## Exercise prompt
Your job with the data below: print everything from the line that holds "positive clicks: (29, 63) (31, 71) (32, 64)" down to the line that holds "70V63L22 61L18 65L19", ends included, exactly, and nothing else.

START Data section

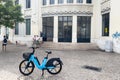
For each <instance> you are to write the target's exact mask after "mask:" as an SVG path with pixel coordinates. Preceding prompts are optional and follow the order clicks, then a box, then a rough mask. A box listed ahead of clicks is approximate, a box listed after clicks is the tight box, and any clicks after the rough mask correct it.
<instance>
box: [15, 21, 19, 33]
mask: <svg viewBox="0 0 120 80" xmlns="http://www.w3.org/2000/svg"><path fill="white" fill-rule="evenodd" d="M15 35H19V23H18V22H16V23H15Z"/></svg>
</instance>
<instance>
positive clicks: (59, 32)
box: [58, 16, 73, 42]
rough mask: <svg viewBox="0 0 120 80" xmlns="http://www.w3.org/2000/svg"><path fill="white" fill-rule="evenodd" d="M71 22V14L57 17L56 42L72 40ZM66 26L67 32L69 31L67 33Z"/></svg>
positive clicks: (70, 40)
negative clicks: (57, 39)
mask: <svg viewBox="0 0 120 80" xmlns="http://www.w3.org/2000/svg"><path fill="white" fill-rule="evenodd" d="M72 22H73V17H72V16H59V17H58V42H72V26H73V25H72ZM67 28H68V32H69V31H70V34H69V35H68V33H66V30H67ZM69 29H71V30H69ZM66 35H68V36H66Z"/></svg>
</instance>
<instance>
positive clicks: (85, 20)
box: [77, 16, 91, 42]
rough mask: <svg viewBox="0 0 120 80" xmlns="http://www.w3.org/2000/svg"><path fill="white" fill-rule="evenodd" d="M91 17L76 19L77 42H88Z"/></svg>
mask: <svg viewBox="0 0 120 80" xmlns="http://www.w3.org/2000/svg"><path fill="white" fill-rule="evenodd" d="M90 31H91V17H90V16H79V17H78V18H77V42H90V33H91V32H90Z"/></svg>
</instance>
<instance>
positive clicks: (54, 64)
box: [19, 47, 63, 76]
mask: <svg viewBox="0 0 120 80" xmlns="http://www.w3.org/2000/svg"><path fill="white" fill-rule="evenodd" d="M31 48H32V49H33V51H32V52H31V53H23V58H24V60H23V61H21V63H20V64H19V71H20V72H21V73H22V74H23V75H25V76H28V75H30V74H31V73H32V72H33V71H34V68H35V66H36V67H37V68H38V69H39V70H42V76H43V75H44V70H47V71H48V72H49V73H50V74H52V75H56V74H58V73H60V72H61V70H62V65H63V63H62V61H61V59H60V58H51V59H48V55H49V54H52V52H51V51H46V53H47V55H46V57H44V59H43V61H42V63H41V64H40V63H39V60H38V58H37V57H35V56H34V53H35V49H36V48H35V47H31Z"/></svg>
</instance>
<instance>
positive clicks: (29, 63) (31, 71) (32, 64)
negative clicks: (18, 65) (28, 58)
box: [19, 60, 34, 76]
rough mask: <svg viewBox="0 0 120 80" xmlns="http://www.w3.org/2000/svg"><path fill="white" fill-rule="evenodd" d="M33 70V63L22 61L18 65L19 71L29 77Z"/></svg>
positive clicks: (32, 71)
mask: <svg viewBox="0 0 120 80" xmlns="http://www.w3.org/2000/svg"><path fill="white" fill-rule="evenodd" d="M33 70H34V64H33V62H29V61H28V60H23V61H22V62H21V63H20V65H19V71H20V72H21V73H22V74H23V75H25V76H28V75H30V74H31V73H32V72H33Z"/></svg>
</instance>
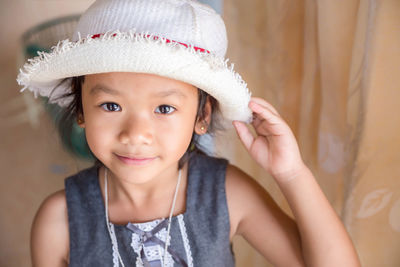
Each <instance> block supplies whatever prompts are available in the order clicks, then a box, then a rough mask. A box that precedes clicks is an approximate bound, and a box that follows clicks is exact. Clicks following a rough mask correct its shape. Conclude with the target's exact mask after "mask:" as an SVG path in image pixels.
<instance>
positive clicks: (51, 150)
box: [0, 0, 400, 267]
mask: <svg viewBox="0 0 400 267" xmlns="http://www.w3.org/2000/svg"><path fill="white" fill-rule="evenodd" d="M92 2H93V0H90V1H89V0H69V1H62V0H0V47H1V49H0V86H1V90H0V96H1V97H0V125H1V126H0V127H1V128H0V129H1V131H0V140H1V141H0V170H1V175H0V229H1V230H0V231H1V238H0V266H4V267H6V266H7V267H17V266H30V251H29V238H30V227H31V223H32V220H33V217H34V215H35V213H36V211H37V209H38V208H39V205H40V203H41V202H42V201H43V199H44V198H45V197H46V196H48V195H49V194H51V193H53V192H54V191H57V190H59V189H62V188H63V187H64V178H65V177H67V176H69V175H71V174H74V173H76V172H77V171H79V170H81V169H83V168H86V167H88V166H90V165H91V162H90V161H87V160H85V159H84V157H85V153H86V152H85V151H83V150H81V144H80V143H79V141H76V142H75V145H76V147H75V149H76V151H78V154H80V155H82V157H77V156H72V155H71V154H70V153H69V152H68V151H66V150H65V149H63V148H62V142H63V140H60V138H59V136H58V134H57V131H56V129H55V127H54V123H53V119H54V118H53V115H52V108H53V107H51V106H46V105H45V104H44V102H43V101H42V100H41V99H40V98H38V99H35V98H34V97H33V95H32V94H31V93H30V92H28V91H26V92H24V93H23V94H21V93H19V89H20V87H19V86H18V85H17V83H16V76H17V74H18V69H19V68H20V67H21V66H22V64H23V62H24V60H25V57H27V56H34V55H35V53H36V51H37V50H46V49H49V48H50V47H51V46H52V45H55V44H56V43H57V42H56V40H58V39H60V38H63V39H64V37H63V36H65V34H67V33H68V32H69V31H71V30H73V26H74V21H76V18H77V15H79V14H80V13H81V12H83V11H84V10H85V9H86V8H87V7H88V6H89V5H90V4H91V3H92ZM204 2H208V3H209V4H211V5H213V7H214V8H215V9H217V11H218V12H220V13H221V14H222V16H223V18H224V20H225V23H226V26H227V30H228V39H229V48H228V55H227V57H228V58H230V61H231V62H234V63H235V70H236V71H238V72H239V73H240V74H241V75H242V77H243V78H244V80H246V82H247V83H248V86H249V88H250V89H251V91H252V92H253V95H254V96H260V97H263V98H265V99H267V100H268V101H269V102H270V103H272V104H273V105H274V106H275V107H276V108H277V109H278V111H279V112H280V114H281V115H282V116H283V118H285V120H286V121H287V122H288V124H289V125H290V127H291V128H292V130H293V132H294V133H295V135H296V137H297V140H298V143H299V145H300V148H301V152H302V156H303V159H304V161H305V162H306V164H307V165H308V167H309V168H310V169H311V170H312V172H313V173H314V175H315V177H316V179H317V181H318V183H319V184H320V186H321V188H322V189H323V191H324V192H325V194H326V195H327V197H328V199H329V201H330V202H331V204H332V205H333V207H334V208H335V210H336V211H337V213H338V214H339V216H340V217H341V218H342V220H343V222H344V224H345V226H346V228H347V230H348V231H349V233H350V236H351V238H352V240H353V242H354V244H355V246H356V249H357V251H358V254H359V256H360V259H361V261H362V266H365V267H381V266H385V267H386V266H387V267H397V266H400V256H399V253H398V250H399V247H400V179H399V178H400V164H399V163H400V153H399V152H398V151H399V150H400V140H399V136H400V135H399V134H400V116H399V115H400V105H399V101H400V1H399V0H381V1H377V0H347V1H330V0H319V1H317V0H298V1H287V0H281V1H272V0H251V1H242V0H224V1H221V0H208V1H204ZM226 136H228V137H226ZM222 148H223V149H222ZM213 149H214V151H215V152H216V154H217V155H218V156H224V157H226V158H228V159H229V160H230V161H231V162H232V163H233V164H236V165H238V166H239V167H241V168H242V169H243V170H245V171H246V172H247V173H249V174H251V175H252V176H253V177H254V178H255V179H257V180H258V181H259V182H260V183H261V184H262V185H263V186H264V187H265V188H266V189H267V190H268V191H269V192H270V194H271V195H272V196H273V198H274V199H275V200H276V202H277V203H278V204H279V205H280V206H281V207H282V208H283V209H284V210H285V211H286V212H287V213H288V214H290V215H291V212H290V209H289V207H288V204H287V202H286V201H285V199H284V198H283V196H282V194H281V192H280V191H279V188H278V187H277V185H276V184H275V182H274V181H273V179H272V178H271V177H270V176H269V175H268V174H267V173H265V172H264V171H262V170H261V169H260V168H259V167H258V166H257V165H256V164H255V163H253V162H252V160H251V159H250V157H249V156H248V155H247V153H246V152H245V150H244V148H243V147H242V145H241V144H240V142H239V140H238V139H237V137H236V134H235V133H234V132H233V131H228V132H227V133H226V135H225V137H224V138H218V137H217V138H216V139H215V147H214V148H213ZM49 242H56V240H49ZM234 250H235V253H236V257H237V266H239V267H253V266H254V267H259V266H271V265H270V264H268V262H266V261H265V260H264V259H263V258H262V257H261V256H260V254H258V253H257V252H256V251H254V250H253V249H252V248H251V247H250V246H249V245H248V244H247V243H246V241H245V240H243V239H242V238H240V237H237V238H236V239H235V240H234Z"/></svg>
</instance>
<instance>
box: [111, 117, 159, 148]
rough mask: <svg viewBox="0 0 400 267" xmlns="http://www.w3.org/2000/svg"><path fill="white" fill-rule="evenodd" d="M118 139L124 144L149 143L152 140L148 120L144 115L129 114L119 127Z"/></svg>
mask: <svg viewBox="0 0 400 267" xmlns="http://www.w3.org/2000/svg"><path fill="white" fill-rule="evenodd" d="M119 140H120V142H121V143H122V144H124V145H150V144H151V143H152V142H153V131H152V126H151V123H150V120H149V119H148V118H146V117H140V116H129V117H128V118H127V119H126V121H125V122H124V124H123V126H122V128H121V131H120V134H119Z"/></svg>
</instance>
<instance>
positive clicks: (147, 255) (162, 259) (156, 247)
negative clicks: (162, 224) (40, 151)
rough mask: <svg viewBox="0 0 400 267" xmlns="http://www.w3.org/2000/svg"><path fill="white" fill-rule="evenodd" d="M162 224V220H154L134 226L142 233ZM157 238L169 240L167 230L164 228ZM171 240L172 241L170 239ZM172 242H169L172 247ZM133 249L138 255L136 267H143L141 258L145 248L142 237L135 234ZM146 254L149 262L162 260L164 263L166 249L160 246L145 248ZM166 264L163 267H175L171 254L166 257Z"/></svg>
mask: <svg viewBox="0 0 400 267" xmlns="http://www.w3.org/2000/svg"><path fill="white" fill-rule="evenodd" d="M160 222H161V220H160V219H158V220H154V221H151V222H145V223H139V224H136V223H134V224H133V225H135V226H136V227H138V228H139V229H140V230H142V231H146V232H148V231H151V230H152V229H153V228H154V227H156V226H157V225H158V224H159V223H160ZM156 237H157V238H158V239H160V240H162V241H165V240H166V238H167V230H166V229H165V228H163V229H162V230H160V231H159V232H157V233H156ZM170 240H171V239H170ZM170 240H169V241H168V246H169V245H170V243H171V242H170ZM131 247H132V249H133V251H134V252H135V253H136V255H137V257H136V267H143V266H144V265H143V261H142V259H141V258H140V253H141V251H142V249H143V246H142V245H141V242H140V236H139V235H138V234H137V233H135V232H133V233H132V242H131ZM144 253H145V254H146V256H147V258H148V259H149V260H156V259H158V260H160V261H161V263H162V261H163V256H164V247H161V246H160V245H155V246H151V247H145V249H144ZM165 260H166V262H165V264H164V265H163V266H165V267H173V265H174V260H173V258H172V256H171V254H169V253H168V252H167V255H166V259H165Z"/></svg>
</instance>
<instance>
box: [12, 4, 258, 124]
mask: <svg viewBox="0 0 400 267" xmlns="http://www.w3.org/2000/svg"><path fill="white" fill-rule="evenodd" d="M226 50H227V37H226V29H225V24H224V22H223V20H222V18H221V17H220V16H219V15H218V14H217V13H216V12H215V11H214V10H213V9H212V8H211V7H209V6H207V5H205V4H201V3H199V2H197V1H194V0H97V1H96V2H94V3H93V4H92V5H91V6H90V7H89V8H88V9H87V10H86V11H85V13H84V14H83V15H82V16H81V18H80V20H79V23H78V26H77V28H76V30H75V33H74V36H73V39H72V41H70V40H69V39H66V40H62V41H60V42H58V44H57V45H56V46H53V47H52V48H51V51H50V52H49V53H45V52H38V54H39V55H38V56H36V57H35V58H33V59H28V62H27V63H25V65H24V66H23V68H22V69H20V73H19V75H18V77H17V82H18V84H19V85H21V86H23V88H22V89H21V92H22V91H24V90H25V89H29V90H30V91H32V92H34V95H35V97H37V95H38V94H40V95H41V96H45V97H49V102H50V103H57V104H58V105H60V106H61V107H65V106H67V105H68V104H69V103H70V102H71V100H72V98H71V97H70V98H61V99H57V97H59V96H61V95H63V94H65V93H69V92H71V82H70V81H71V79H68V80H69V82H65V83H62V84H61V85H59V84H60V82H61V81H62V80H63V79H64V78H70V77H73V76H81V75H86V74H94V73H103V72H139V73H151V74H157V75H160V76H164V77H168V78H172V79H176V80H180V81H183V82H187V83H190V84H192V85H194V86H196V87H198V88H200V89H202V90H204V91H205V92H207V93H209V94H210V95H212V96H213V97H214V98H216V99H217V100H218V102H219V106H220V110H221V113H222V114H221V115H222V117H223V118H224V119H225V120H228V121H231V120H240V121H245V122H250V121H251V118H252V113H251V110H250V109H249V107H248V103H249V101H250V95H251V93H250V92H249V90H248V89H247V84H246V83H245V82H244V81H243V80H242V78H241V76H240V75H239V74H238V73H236V72H235V71H234V70H233V64H230V65H229V66H228V59H225V54H226ZM57 85H59V87H57V90H55V91H54V92H52V91H53V89H54V88H55V87H56V86H57Z"/></svg>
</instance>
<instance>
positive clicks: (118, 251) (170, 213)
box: [104, 168, 181, 267]
mask: <svg viewBox="0 0 400 267" xmlns="http://www.w3.org/2000/svg"><path fill="white" fill-rule="evenodd" d="M180 182H181V170H179V175H178V182H177V183H176V187H175V193H174V199H173V201H172V206H171V211H170V213H169V218H168V230H167V237H166V240H165V247H164V256H163V260H162V266H164V263H165V257H166V255H167V248H168V242H169V238H170V236H169V232H170V229H171V222H172V221H171V218H172V214H173V212H174V209H175V202H176V196H177V195H178V189H179V184H180ZM104 195H105V214H106V223H107V230H108V233H109V234H110V238H111V242H112V245H113V246H114V248H115V250H116V251H117V254H118V259H119V261H120V262H121V265H122V267H125V265H124V263H123V261H122V259H121V255H120V254H119V251H118V244H117V238H116V236H114V237H113V235H112V233H111V229H110V221H109V219H108V191H107V168H105V178H104Z"/></svg>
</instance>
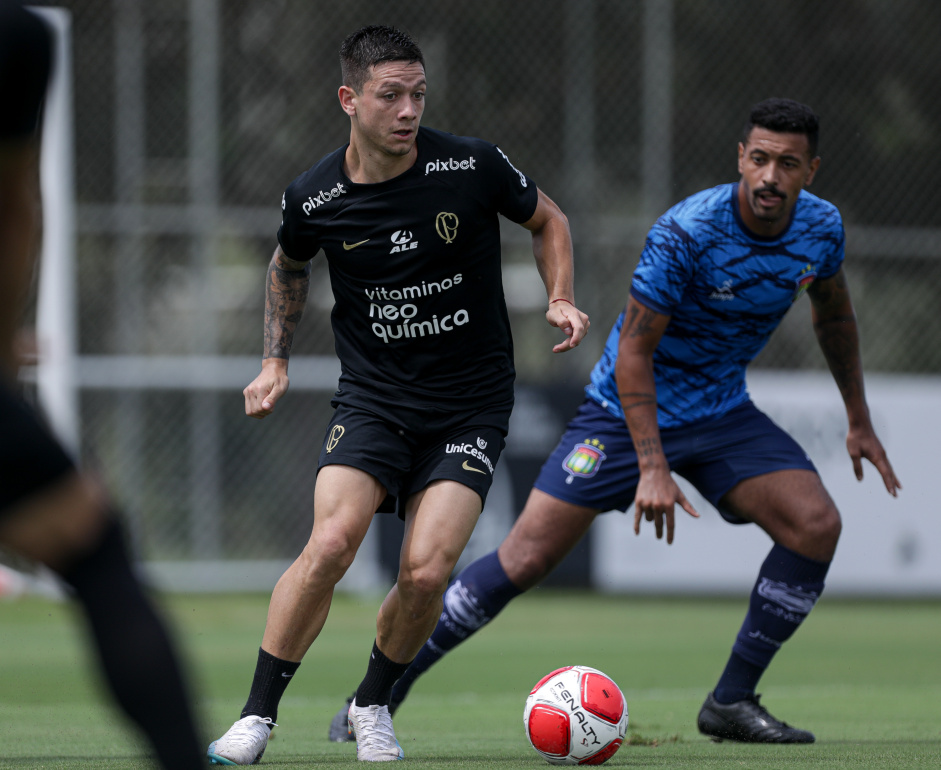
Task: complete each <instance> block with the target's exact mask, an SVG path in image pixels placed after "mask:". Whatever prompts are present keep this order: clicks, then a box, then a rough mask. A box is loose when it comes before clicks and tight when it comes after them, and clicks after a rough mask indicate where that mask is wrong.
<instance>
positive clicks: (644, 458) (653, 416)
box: [615, 297, 670, 472]
mask: <svg viewBox="0 0 941 770" xmlns="http://www.w3.org/2000/svg"><path fill="white" fill-rule="evenodd" d="M669 322H670V317H669V316H668V315H664V314H662V313H658V312H656V311H654V310H651V309H650V308H648V307H646V306H645V305H643V304H641V303H640V302H638V301H636V300H635V299H634V298H633V297H631V298H630V299H629V300H628V303H627V308H626V310H625V311H624V320H623V322H622V323H621V336H620V339H619V341H618V359H617V363H616V364H615V369H616V377H617V383H618V396H619V398H620V401H621V408H622V409H623V410H624V417H625V419H626V421H627V426H628V429H629V430H630V432H631V437H632V438H633V440H634V447H635V449H636V451H637V460H638V462H639V464H640V465H641V472H643V471H644V470H645V469H656V470H659V471H668V468H667V461H666V457H664V454H663V449H662V447H661V445H660V429H659V426H658V424H657V388H656V384H655V381H654V372H653V354H654V351H655V350H656V349H657V345H659V344H660V339H661V338H662V337H663V332H664V330H665V329H666V328H667V325H668V324H669Z"/></svg>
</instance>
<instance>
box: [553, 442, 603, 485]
mask: <svg viewBox="0 0 941 770" xmlns="http://www.w3.org/2000/svg"><path fill="white" fill-rule="evenodd" d="M603 450H604V444H602V443H601V442H600V441H598V439H596V438H593V439H587V440H585V441H583V442H581V443H579V444H576V445H575V448H574V449H572V451H571V452H569V453H568V456H567V457H566V458H565V460H563V461H562V469H563V470H564V471H565V472H566V473H567V474H568V475H569V477H568V478H567V479H566V480H565V483H566V484H571V483H572V480H573V479H574V478H575V477H576V476H580V477H581V478H585V479H587V478H591V477H592V476H594V475H595V474H596V473H597V472H598V469H599V468H601V463H602V462H603V461H604V459H605V453H604V451H603Z"/></svg>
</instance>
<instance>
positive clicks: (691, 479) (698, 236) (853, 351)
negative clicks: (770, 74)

END Data section

## Output for this exercise
positive clicks: (29, 63) (31, 71) (32, 64)
negative clicks: (18, 65) (28, 58)
box: [19, 60, 34, 76]
rough mask: <svg viewBox="0 0 120 80" xmlns="http://www.w3.org/2000/svg"><path fill="white" fill-rule="evenodd" d="M33 70V63L22 61L18 65L19 71L29 77Z"/></svg>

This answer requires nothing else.